Task description:
Output verbatim the line with "Identify a point for each instance of the duck's tail" together with every line beneath it, ending at the last line of the entries.

Records contained in a dataset:
>>>>

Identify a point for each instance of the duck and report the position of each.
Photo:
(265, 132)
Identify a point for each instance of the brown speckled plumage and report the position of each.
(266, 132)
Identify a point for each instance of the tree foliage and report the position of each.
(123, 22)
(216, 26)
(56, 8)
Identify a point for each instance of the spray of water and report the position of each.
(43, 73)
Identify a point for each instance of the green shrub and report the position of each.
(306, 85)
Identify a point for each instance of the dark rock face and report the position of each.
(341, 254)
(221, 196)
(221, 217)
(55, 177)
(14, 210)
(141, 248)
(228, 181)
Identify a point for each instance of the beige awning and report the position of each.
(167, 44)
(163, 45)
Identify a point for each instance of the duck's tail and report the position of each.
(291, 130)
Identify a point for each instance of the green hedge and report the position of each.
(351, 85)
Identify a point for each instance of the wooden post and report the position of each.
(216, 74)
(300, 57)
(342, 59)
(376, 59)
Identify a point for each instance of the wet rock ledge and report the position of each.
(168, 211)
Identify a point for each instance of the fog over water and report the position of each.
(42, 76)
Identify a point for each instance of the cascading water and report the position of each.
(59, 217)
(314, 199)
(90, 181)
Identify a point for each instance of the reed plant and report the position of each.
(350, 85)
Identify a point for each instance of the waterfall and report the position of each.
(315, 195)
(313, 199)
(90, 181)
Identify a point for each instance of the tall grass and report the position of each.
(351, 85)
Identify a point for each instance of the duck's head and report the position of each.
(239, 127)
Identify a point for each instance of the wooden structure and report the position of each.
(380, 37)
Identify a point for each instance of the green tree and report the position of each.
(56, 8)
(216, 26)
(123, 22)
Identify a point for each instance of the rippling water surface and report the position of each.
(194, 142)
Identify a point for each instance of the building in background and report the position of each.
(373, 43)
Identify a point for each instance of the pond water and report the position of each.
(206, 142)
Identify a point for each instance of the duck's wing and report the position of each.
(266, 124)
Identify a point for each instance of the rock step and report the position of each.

<<<<

Worked solution:
Identify a point for each instance of the duck's tail and report the position of each.
(291, 130)
Identify a point for each instance of the green hedge and report the position of each.
(351, 85)
Identify a point for each instance of the wooden post and report the position of each.
(216, 74)
(300, 57)
(342, 59)
(376, 59)
Identify a point for each instance of the wet rock ledge and report the position of each.
(168, 211)
Identify a point for each instance of the fog over water and report the position of each.
(42, 76)
Identify a point for each instance of the cascading water and report the position of each.
(59, 217)
(314, 199)
(90, 181)
Identify a point for each instance of the reed plant and report the position of each.
(350, 85)
Identify a point for each instance of the waterfall and report the position of each.
(315, 195)
(313, 199)
(90, 181)
Identify a point for each instance of the tall grass and report the position of each.
(351, 85)
Identify a point for each instance of the duck's head and report the position of each.
(239, 127)
Identify a point for each instance of the wooden structure and report the position of each.
(380, 37)
Identify a point for each instance of the green tree and report the position of each.
(56, 8)
(216, 26)
(123, 22)
Identify a point for each instance of the rippling water surface and report the position of each.
(194, 142)
Identify a point for each instance of the building in background and report the position of each.
(373, 43)
Identify a point for each instance of the pond water and report the position of each.
(206, 142)
Identify a point for each instance of the duck's wing and report the position of each.
(266, 124)
Identify a point for each instance of the rock step and report the position of each.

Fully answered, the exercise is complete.